----- Passage given -----

Package structure for the UDF worker framework described in SPIP SPARK-55278.
Spark processes a UDF by first obtaining a WorkerDispatcher from the worker specification (plus context such as security scope). The dispatcher manages the actual worker processes behind the scenes -- pooling, reuse, and termination are all invisible to Spark.
From the dispatcher, Spark gets a WorkerSession, which represents one single UDF execution and can carry per-execution state. A WorkerSession is not 1-to-1 mapped to an actual worker -- multiple sessions may share the same underlying worker when it is reused. Worker reuse is managed by each dispatcher implementation based on the worker specification.
udf/worker/
├── proto/ Protobuf definition of the worker specification
│ (UDFWorkerSpecification).

----- Record excerpts -----

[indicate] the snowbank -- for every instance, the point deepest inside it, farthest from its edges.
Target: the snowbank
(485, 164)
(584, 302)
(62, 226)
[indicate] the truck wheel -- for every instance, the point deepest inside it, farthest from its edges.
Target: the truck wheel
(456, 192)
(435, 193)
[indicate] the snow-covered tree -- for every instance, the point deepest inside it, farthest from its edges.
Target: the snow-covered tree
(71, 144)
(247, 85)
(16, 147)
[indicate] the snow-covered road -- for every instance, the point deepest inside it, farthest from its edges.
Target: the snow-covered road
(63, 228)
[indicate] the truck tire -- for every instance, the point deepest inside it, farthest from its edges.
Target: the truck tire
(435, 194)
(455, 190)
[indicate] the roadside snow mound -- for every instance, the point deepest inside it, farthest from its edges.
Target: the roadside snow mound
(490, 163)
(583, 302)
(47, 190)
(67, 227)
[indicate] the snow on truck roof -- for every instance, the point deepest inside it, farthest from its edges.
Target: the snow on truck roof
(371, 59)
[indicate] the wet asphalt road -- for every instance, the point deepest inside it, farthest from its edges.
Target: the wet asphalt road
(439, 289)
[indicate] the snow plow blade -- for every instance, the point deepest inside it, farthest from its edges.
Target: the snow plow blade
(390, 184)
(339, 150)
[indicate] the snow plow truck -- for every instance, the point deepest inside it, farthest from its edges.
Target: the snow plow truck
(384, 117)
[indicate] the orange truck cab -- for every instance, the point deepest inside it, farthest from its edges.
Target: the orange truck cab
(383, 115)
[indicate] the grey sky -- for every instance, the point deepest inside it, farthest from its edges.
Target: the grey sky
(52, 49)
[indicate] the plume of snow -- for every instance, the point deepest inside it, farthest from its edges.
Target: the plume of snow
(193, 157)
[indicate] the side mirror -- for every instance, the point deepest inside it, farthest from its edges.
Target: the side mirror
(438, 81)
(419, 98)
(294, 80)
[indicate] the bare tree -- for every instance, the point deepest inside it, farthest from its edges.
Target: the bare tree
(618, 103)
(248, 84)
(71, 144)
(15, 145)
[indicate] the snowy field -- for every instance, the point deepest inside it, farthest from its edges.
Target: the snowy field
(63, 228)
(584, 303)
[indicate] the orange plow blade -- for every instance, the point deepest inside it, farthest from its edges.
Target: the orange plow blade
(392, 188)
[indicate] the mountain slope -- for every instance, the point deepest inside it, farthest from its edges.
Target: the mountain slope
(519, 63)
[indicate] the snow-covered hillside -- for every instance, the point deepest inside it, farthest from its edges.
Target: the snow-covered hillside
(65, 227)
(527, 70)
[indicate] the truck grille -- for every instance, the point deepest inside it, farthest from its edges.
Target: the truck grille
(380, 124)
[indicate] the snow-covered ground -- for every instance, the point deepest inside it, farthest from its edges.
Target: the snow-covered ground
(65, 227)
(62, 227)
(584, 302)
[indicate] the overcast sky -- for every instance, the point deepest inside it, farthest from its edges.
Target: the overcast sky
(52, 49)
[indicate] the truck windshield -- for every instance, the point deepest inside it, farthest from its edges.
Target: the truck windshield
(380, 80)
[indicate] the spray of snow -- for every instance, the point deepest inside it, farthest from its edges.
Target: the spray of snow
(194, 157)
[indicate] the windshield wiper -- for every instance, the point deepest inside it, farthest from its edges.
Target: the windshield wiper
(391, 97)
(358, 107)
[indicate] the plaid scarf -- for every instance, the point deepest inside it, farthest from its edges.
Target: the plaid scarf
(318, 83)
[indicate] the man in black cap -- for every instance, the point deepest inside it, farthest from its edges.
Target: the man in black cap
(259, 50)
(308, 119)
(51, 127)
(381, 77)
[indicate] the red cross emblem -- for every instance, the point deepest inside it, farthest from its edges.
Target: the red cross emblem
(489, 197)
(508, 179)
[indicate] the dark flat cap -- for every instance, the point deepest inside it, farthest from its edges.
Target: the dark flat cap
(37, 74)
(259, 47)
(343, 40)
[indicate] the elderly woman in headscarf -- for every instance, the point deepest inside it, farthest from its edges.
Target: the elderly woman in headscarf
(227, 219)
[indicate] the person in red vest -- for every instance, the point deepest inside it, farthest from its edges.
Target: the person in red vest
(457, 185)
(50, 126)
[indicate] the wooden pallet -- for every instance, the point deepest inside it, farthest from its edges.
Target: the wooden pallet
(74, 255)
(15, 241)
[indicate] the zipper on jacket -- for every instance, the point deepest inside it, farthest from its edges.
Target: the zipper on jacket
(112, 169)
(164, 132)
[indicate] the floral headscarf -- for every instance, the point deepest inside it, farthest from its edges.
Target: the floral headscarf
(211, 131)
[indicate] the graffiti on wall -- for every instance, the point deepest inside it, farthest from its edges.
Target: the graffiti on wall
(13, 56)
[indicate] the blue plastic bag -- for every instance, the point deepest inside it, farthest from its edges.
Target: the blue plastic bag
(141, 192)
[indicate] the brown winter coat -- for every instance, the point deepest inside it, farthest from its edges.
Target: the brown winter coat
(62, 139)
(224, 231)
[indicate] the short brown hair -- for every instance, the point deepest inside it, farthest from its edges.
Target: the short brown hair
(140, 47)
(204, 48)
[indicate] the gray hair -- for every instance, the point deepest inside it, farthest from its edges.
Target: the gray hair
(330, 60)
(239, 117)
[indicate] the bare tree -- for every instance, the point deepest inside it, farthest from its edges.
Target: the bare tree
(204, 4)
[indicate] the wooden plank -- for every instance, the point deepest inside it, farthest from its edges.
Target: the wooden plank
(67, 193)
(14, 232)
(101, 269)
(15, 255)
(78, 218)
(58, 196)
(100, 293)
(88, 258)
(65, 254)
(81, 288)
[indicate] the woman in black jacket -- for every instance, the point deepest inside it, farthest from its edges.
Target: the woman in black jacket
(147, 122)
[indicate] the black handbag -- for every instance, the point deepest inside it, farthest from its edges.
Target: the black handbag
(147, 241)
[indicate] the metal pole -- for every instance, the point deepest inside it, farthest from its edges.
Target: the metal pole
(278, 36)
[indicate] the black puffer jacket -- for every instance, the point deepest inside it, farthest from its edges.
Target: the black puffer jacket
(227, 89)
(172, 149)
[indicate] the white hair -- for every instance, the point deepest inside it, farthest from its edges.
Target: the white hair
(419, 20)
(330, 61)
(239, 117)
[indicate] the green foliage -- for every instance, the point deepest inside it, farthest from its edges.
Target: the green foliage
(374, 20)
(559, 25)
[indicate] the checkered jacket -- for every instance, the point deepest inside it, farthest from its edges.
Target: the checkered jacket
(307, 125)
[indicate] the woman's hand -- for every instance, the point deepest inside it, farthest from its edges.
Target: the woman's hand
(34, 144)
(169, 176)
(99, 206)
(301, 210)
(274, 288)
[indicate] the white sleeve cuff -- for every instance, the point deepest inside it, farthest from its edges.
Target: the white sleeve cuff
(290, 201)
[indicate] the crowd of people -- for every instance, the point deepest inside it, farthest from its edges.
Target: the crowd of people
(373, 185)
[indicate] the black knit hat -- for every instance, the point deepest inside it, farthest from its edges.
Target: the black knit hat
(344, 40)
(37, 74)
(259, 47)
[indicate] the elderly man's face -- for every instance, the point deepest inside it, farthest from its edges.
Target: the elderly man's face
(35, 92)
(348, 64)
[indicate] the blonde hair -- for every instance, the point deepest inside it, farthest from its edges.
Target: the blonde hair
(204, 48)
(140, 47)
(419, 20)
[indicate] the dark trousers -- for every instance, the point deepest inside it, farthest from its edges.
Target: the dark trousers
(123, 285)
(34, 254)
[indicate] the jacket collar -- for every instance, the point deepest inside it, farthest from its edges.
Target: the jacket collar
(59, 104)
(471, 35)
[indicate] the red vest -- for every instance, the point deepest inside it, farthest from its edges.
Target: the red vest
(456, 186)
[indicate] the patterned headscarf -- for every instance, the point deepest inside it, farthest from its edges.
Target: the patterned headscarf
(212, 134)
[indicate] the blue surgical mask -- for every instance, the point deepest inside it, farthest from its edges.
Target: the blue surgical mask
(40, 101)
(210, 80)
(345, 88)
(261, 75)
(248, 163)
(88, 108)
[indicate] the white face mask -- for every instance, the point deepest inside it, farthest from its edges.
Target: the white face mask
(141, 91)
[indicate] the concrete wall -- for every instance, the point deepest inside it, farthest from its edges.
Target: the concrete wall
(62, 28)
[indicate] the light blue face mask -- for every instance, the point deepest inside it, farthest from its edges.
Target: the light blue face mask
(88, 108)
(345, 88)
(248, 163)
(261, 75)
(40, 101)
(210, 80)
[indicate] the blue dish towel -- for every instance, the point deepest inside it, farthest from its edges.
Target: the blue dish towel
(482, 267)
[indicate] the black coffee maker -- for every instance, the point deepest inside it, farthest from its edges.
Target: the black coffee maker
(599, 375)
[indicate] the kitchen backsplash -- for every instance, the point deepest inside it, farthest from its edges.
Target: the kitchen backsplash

-----

**Exercise tasks**
1. Decide whether each statement agrees with the passage on the UDF worker framework, answering yes or no and quoting the words from the passage that decide it.
(a) A WorkerSession always corresponds to exactly one worker process.
(b) Pooling, reuse, and termination of worker processes are hidden from Spark.
(c) Spark itself decides when a worker is reused.
2. Please continue the passage on the UDF worker framework from its last line onward.

**Responses for each task**
1.
(a) No: "A WorkerSession is not 1-to-1 mapped to an actual worker"
(b) Yes: "pooling, reuse, and termination are all invisible to Spark"
(c) No: "Worker reuse is managed by each dispatcher implementation based on the worker specification."

2.
│ WorkerSpecification -- typed Scala wrapper around the protobuf spec.
└── core/ Engine-side APIs (all @Experimental):
WorkerDispatcher -- manages workers for one spec; creates sessions.
WorkerSession -- represents one single UDF execution.
WorkerSecurityScope -- security boundary for connection pooling.
SBT:
build/sbt "udf-worker-core/compile" build/sbt "udf-worker-core/test"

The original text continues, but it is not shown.